## MATERIAL FOR THIS TASK
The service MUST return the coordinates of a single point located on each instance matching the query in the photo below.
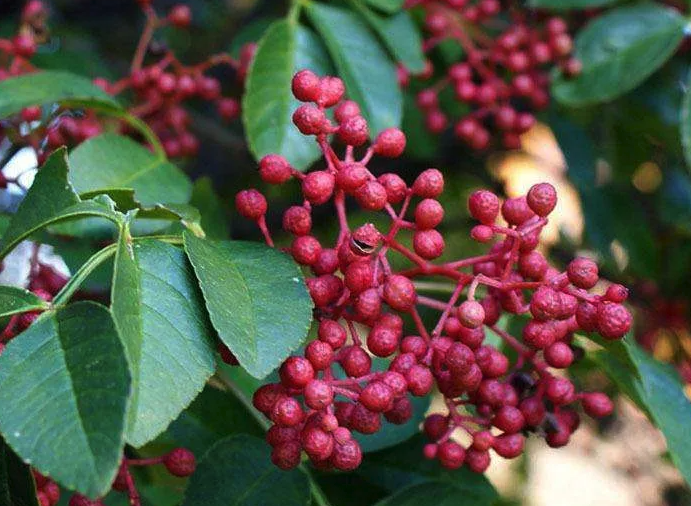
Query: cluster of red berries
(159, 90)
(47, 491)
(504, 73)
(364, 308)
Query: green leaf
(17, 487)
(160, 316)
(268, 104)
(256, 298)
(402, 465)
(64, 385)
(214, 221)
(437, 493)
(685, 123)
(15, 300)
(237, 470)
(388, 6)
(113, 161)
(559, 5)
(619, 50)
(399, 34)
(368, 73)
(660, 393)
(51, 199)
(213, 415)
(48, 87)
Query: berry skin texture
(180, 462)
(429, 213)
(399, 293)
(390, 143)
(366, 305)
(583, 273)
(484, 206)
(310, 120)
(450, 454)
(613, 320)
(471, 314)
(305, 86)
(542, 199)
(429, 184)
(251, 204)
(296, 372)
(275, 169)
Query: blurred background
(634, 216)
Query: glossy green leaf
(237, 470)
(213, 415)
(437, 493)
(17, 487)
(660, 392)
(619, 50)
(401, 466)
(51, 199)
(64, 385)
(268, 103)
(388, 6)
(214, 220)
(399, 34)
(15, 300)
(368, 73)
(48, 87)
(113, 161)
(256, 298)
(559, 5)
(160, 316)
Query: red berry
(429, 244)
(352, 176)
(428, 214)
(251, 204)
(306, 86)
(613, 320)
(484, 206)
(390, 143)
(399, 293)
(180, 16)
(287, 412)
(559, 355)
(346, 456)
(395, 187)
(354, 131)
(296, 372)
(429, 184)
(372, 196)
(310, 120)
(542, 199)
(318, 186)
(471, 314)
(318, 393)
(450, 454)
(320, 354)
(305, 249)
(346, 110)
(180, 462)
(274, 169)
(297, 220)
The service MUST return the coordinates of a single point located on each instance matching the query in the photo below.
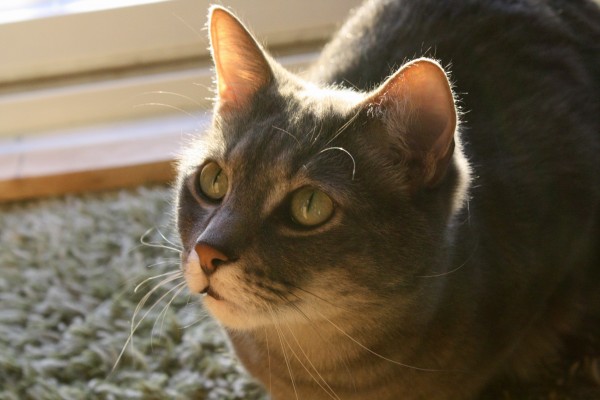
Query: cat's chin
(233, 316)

* * *

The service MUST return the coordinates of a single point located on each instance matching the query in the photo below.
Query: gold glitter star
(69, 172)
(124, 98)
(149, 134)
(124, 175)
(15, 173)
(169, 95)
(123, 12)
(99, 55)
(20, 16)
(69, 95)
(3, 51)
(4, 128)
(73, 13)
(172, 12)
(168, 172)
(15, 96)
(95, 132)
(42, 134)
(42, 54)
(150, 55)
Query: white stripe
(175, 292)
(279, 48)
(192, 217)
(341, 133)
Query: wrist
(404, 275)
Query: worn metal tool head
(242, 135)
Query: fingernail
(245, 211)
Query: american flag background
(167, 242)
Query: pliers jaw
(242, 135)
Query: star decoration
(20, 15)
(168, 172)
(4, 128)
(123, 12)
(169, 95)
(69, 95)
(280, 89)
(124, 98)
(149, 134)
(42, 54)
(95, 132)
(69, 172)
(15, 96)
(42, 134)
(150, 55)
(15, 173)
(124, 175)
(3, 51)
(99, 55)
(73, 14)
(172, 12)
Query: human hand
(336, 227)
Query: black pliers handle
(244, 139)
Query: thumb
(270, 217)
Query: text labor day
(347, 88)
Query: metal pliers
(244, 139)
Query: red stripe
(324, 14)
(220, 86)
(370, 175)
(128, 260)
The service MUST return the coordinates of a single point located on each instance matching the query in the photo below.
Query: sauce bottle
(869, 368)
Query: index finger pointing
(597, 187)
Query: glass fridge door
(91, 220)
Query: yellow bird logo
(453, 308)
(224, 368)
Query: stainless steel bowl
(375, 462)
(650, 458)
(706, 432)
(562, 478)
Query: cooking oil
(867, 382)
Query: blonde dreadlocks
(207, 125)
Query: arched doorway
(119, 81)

## TASK DESCRIPTION
Gather every line of the data above that contains the word "berry", and copy each one out in full.

## COMPLETE RESPONSE
Query: berry skin texture
Query: red berry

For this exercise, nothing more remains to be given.